● **Extrait source**

▽

13      En troisième lieu, en ce qui concerne le bien-fondé de l’exception d’irrecevabilité soulevée par le Conseil, le Tribunal a estimé que le requérant ne satisfaisait à aucune des conditions prévues pour avoir qualité pour agir, au sens de l’article 263, quatrième alinéa, TFUE.

14      En particulier, le Tribunal a relevé, au point 24 de l’ordonnance attaquée, que, aux fins de l’appréciation de la qualité pour agir du requérant, il y avait lieu de prendre en compte non seulement la décision litigieuse, mais également la nature et le contenu de l’accord litigieux.

15      Dans ce contexte, le Tribunal a constaté, premièrement, au point 25 de l’ordonnance attaquée, que le requérant n’était destinataire ni de la décision litigieuse ni de l’accord litigieux et que, par conséquent, il ne disposait pas d’un droit de recours sur le fondement de l’article 263, quatrième alinéa, premier membre de phrase, TFUE.

△

● **Consigne**
Recopiez intégralement l'extrait sur la qualité pour agir du requérant, sans rien y modifier.

● **Lignes enregistrées**
▽

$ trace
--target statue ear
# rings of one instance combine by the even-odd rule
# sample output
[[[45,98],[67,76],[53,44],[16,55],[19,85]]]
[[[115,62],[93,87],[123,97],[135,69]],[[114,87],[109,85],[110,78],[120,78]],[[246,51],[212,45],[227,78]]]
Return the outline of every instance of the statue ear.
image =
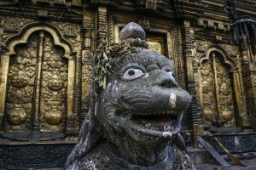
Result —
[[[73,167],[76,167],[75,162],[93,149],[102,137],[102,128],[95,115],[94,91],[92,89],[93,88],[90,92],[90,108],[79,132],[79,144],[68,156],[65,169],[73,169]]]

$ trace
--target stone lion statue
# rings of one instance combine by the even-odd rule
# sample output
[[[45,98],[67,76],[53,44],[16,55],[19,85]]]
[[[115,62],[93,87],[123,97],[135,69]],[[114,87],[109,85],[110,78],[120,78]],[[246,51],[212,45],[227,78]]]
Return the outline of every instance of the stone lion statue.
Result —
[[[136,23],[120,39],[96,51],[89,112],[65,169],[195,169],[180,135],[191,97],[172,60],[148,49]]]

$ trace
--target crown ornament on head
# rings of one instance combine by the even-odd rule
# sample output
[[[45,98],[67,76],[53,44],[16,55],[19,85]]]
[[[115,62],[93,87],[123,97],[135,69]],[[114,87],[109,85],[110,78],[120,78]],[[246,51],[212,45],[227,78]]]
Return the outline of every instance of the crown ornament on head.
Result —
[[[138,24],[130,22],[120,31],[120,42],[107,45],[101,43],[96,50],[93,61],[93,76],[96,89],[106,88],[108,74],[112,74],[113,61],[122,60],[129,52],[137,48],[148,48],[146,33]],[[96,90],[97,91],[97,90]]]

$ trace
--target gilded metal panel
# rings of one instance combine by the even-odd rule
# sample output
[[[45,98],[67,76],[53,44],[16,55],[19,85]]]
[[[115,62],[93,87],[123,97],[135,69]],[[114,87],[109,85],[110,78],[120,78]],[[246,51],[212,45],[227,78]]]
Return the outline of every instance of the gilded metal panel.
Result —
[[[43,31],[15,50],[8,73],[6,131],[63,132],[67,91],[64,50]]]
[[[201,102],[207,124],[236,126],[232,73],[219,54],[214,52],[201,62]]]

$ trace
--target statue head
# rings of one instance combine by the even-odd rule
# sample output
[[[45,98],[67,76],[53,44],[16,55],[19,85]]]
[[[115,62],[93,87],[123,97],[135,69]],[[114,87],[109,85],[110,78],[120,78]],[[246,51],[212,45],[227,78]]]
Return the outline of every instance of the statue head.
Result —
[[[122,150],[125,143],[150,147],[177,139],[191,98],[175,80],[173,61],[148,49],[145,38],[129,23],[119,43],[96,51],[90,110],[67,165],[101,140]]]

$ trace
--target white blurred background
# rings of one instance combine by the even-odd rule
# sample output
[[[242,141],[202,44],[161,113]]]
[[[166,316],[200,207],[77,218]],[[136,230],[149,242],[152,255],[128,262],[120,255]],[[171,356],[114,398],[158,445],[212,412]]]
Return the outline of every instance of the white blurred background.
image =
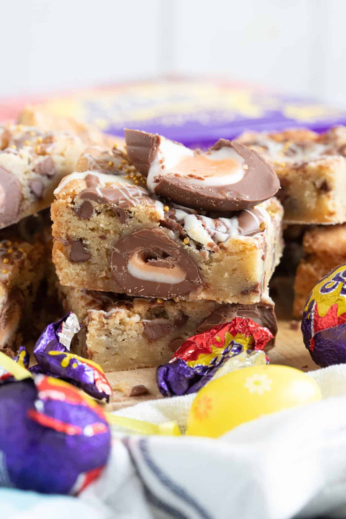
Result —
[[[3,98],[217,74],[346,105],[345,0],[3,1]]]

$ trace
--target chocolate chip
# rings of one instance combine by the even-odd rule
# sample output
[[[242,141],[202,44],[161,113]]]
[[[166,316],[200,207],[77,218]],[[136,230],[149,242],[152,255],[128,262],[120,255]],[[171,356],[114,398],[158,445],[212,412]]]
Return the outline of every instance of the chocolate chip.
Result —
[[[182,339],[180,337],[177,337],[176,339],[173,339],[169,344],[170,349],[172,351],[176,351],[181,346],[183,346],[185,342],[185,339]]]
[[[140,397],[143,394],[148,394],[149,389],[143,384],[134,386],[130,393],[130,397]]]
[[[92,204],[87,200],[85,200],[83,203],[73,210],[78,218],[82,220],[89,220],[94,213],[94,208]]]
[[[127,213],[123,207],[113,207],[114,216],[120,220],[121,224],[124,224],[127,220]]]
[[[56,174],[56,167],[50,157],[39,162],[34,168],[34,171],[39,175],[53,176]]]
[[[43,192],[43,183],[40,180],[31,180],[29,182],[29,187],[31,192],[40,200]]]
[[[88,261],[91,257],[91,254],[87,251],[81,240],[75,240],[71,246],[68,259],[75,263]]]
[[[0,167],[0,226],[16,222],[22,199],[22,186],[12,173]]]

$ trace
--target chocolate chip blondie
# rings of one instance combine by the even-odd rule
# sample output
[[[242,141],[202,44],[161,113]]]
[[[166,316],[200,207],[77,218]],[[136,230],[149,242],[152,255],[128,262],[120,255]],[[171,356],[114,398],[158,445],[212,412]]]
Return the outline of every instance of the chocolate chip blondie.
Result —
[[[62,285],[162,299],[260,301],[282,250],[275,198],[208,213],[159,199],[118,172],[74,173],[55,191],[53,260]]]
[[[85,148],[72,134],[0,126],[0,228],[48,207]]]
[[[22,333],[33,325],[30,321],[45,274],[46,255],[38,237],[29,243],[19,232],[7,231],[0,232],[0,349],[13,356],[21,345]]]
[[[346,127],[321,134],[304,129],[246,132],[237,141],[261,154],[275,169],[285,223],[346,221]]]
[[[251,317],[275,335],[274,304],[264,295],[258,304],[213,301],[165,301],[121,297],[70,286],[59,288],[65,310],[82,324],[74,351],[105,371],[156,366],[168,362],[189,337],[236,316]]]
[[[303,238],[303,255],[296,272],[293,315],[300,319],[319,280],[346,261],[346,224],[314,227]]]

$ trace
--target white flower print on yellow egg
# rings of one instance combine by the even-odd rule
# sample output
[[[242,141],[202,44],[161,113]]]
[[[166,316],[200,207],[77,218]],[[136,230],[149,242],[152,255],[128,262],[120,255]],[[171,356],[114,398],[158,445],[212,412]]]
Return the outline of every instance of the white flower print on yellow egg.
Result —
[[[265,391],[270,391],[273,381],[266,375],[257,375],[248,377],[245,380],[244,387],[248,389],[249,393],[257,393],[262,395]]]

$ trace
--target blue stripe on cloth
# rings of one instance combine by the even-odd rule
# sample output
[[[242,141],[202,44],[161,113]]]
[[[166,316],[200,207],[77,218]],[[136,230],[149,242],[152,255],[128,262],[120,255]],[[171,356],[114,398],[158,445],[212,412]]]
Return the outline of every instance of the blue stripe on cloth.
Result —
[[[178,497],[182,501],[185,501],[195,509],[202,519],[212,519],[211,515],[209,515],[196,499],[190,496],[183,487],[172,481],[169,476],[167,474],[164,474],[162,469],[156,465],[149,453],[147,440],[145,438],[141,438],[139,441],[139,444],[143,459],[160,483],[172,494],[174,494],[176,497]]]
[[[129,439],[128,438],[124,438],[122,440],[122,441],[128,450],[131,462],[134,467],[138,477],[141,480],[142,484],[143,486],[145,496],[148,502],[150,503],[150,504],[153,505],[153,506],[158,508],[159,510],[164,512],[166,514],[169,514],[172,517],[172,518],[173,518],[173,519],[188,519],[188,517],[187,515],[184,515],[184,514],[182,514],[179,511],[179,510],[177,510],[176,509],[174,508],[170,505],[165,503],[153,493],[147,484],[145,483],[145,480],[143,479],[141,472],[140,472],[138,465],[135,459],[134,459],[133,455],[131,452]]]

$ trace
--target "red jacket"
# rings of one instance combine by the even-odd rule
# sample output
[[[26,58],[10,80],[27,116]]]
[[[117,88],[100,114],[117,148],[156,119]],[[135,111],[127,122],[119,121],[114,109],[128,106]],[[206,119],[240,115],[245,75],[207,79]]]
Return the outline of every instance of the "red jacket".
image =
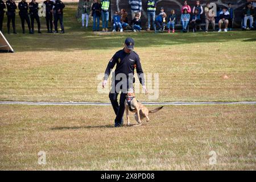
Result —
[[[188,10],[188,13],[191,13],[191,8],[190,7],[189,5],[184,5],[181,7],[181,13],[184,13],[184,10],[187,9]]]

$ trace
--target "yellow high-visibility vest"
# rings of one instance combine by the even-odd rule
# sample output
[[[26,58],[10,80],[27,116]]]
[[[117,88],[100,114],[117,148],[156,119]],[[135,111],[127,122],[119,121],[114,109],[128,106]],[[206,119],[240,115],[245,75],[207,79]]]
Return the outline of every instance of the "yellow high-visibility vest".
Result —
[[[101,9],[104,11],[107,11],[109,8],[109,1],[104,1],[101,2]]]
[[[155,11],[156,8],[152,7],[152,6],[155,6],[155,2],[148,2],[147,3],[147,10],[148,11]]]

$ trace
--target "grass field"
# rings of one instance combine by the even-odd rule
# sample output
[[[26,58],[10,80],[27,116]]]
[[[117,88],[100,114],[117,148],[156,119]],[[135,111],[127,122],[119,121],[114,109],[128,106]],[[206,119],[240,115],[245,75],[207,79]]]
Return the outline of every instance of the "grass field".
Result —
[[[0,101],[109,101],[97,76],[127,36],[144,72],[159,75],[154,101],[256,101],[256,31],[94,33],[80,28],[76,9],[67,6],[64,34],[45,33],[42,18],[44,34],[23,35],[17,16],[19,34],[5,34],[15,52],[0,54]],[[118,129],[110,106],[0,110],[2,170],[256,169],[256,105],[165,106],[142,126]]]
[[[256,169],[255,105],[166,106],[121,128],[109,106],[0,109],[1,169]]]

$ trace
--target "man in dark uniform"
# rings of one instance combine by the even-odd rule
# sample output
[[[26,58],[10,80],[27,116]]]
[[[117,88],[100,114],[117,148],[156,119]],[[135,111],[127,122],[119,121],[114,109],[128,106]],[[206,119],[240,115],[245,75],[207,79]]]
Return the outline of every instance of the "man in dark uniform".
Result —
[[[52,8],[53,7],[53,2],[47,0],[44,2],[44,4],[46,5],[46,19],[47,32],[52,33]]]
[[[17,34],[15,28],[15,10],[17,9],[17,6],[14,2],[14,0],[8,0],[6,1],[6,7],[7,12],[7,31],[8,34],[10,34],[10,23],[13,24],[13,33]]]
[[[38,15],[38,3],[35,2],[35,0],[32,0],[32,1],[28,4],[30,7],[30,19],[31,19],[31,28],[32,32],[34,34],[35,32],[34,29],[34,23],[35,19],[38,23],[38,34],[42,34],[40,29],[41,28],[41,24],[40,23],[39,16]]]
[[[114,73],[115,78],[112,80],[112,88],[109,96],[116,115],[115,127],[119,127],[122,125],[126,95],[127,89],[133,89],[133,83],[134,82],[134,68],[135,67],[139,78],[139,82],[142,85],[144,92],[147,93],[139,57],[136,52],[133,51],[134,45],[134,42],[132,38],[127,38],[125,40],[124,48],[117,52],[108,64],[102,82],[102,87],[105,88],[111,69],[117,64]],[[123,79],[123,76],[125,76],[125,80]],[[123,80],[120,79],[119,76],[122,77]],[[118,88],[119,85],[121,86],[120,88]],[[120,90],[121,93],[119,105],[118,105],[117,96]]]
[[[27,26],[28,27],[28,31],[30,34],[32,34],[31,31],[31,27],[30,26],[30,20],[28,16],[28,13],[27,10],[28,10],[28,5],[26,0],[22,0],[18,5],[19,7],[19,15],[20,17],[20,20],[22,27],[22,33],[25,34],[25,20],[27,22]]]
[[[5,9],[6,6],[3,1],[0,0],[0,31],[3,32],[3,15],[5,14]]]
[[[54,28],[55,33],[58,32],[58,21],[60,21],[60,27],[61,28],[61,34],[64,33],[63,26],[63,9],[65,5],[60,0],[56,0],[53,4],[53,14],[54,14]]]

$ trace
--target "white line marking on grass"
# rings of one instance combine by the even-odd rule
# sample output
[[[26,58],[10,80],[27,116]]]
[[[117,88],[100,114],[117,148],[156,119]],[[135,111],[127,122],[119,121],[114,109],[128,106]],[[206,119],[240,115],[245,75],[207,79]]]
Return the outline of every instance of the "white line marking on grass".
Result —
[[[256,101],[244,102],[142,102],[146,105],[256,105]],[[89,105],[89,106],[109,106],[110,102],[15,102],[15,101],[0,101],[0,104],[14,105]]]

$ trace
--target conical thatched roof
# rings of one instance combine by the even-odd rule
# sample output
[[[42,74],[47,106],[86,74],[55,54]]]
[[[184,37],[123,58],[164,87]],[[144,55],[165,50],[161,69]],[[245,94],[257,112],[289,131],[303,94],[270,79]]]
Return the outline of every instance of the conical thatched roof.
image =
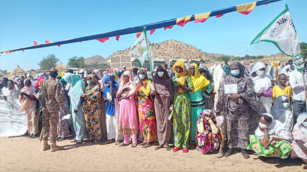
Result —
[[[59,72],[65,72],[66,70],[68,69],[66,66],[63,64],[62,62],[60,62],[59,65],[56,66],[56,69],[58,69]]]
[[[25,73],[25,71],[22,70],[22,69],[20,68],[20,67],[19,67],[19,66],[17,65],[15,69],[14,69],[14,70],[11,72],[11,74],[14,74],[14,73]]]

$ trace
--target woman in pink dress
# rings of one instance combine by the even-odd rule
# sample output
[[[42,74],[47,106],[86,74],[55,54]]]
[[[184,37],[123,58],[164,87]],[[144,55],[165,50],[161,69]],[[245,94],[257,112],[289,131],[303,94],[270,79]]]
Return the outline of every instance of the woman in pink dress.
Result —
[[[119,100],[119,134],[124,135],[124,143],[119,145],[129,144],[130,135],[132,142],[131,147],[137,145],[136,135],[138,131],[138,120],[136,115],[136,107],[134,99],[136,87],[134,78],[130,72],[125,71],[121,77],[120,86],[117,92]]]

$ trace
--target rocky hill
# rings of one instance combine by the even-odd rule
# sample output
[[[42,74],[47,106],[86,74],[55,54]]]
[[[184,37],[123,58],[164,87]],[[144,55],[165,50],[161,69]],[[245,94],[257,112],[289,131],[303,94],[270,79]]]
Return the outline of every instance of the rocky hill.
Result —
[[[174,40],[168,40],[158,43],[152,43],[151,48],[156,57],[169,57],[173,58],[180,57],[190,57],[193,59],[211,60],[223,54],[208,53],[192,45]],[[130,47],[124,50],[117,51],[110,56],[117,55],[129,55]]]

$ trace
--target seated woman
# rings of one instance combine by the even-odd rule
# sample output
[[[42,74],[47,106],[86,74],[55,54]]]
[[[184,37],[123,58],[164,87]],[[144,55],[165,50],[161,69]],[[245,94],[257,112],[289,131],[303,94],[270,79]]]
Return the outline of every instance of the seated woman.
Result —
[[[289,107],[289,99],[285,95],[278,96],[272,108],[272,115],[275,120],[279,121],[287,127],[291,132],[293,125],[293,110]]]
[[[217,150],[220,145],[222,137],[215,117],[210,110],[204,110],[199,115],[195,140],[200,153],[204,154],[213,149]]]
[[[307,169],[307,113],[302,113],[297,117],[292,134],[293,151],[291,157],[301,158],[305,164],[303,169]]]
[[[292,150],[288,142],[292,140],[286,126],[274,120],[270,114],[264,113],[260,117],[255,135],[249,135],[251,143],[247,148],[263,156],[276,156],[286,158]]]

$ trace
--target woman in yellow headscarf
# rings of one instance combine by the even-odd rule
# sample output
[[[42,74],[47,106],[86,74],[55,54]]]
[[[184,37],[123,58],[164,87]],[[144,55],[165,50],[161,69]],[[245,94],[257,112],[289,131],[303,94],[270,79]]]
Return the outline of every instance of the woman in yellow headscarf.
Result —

△

● **Résultat**
13      En troisième lieu, en ce qui concerne le bien-fondé de l’exception d’irrecevabilité soulevée par le Conseil, le Tribunal a estimé que le requérant ne satisfaisait à aucune des conditions prévues pour avoir qualité pour agir, au sens de l’article 263, quatrième alinéa, TFUE.

14      En particulier, le Tribunal a relevé, au point 24 de l’ordonnance attaquée, que, aux fins de l’appréciation de la qualité pour agir du requérant, il y avait lieu de prendre en compte non seulement la décision litigieuse, mais également la nature et le contenu de l’accord litigieux.

15      Dans ce contexte, le Tribunal a constaté, premièrement, au point 25 de l’ordonnance attaquée, que le requérant n’était destinataire ni de la décision litigieuse ni de l’accord litigieux et que, par conséquent, il ne disposait pas d’un droit de recours sur le fondement de l’article 263, quatrième alinéa, premier membre de phrase, TFUE.